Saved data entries
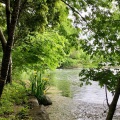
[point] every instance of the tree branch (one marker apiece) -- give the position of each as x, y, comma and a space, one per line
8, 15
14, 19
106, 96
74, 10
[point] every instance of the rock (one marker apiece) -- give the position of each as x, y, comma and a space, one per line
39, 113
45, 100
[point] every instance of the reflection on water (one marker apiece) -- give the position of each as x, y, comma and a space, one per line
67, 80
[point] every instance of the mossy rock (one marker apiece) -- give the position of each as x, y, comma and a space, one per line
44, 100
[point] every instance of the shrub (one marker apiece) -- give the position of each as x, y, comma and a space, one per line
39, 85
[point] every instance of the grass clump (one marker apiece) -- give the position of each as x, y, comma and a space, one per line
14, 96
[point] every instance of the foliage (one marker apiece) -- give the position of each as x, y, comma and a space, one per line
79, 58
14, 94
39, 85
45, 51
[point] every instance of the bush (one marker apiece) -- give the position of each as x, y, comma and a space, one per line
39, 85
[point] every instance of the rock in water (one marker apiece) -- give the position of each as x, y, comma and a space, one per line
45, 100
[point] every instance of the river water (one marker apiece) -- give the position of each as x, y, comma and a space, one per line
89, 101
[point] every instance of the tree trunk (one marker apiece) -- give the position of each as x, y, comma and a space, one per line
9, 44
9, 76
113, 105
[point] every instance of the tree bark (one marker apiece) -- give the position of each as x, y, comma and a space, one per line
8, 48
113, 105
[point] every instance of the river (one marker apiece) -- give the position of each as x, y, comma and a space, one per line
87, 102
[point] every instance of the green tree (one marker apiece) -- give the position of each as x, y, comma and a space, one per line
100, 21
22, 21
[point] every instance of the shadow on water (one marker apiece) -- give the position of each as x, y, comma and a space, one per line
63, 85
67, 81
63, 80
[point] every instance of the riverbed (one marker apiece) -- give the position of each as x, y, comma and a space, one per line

TASK DESCRIPTION: Please retype every record exactly, leaving the pictures out.

TASK RESULT:
[point] every instance of the tree branch (one marker apiece) -- give the position of each as x, y, comma and a space, one per line
8, 15
14, 19
106, 96
74, 10
[point] every instance of the rock (one marker apiece) -- give the position of each as x, y, comma and a space, one per line
39, 113
45, 100
[point] every instance of the reflection on water (one marker apiece) -- give the position of each as x, y, comma and a space, one per line
67, 80
[point] every instance of the mossy rock (one marker apiece) -- give the position of each as x, y, comma and a space, one per line
44, 100
[point] every instance of the shrub (one marker apiece) -- give the position of each as x, y, comma and a space, one per line
39, 85
[point] every instance of the grass clump (one marker apiece) -- give the position of each as x, y, comma and a space, one per line
14, 96
[point] every instance of the foliage (one marker apiece) -- give the position of each as x, y, comma and a space, one per line
79, 58
14, 94
39, 85
45, 51
[point] every instance of the bush (one marker apiece) -- give the position of each as x, y, comma and a space, one per line
39, 85
[point] every instance of the rock in water (one marker apiece) -- give the position of each as x, y, comma and a space, one per line
45, 100
[point] every instance of the river water (one marker apiece) -- give the position of each as x, y, comma and a space, one per line
89, 101
[point] every instance of the tree trunk (one marker apiece) -- give the position of each as x, y, comma and a space, one per line
9, 44
9, 76
113, 105
[point] every instance of the tree bark (one marker apiece) -- give the position of each as x, y, comma and a space, one per line
8, 48
113, 105
[point] every instance of the river (one marker apiece) -- give the position of each as x, y, comma and a space, one per line
87, 102
[point] every instance of the green tree (one marker apiece) -- give the position of each as x, y, comma and a space, one per line
100, 21
22, 21
[point] every instance of the shadow on water (one marker apiece) -- give the position of each as x, y, comma and a space, one per line
63, 85
67, 81
63, 80
[point] every instance of the riverbed (one marker apiece) -- give the position of each as x, y, comma and a space, one per line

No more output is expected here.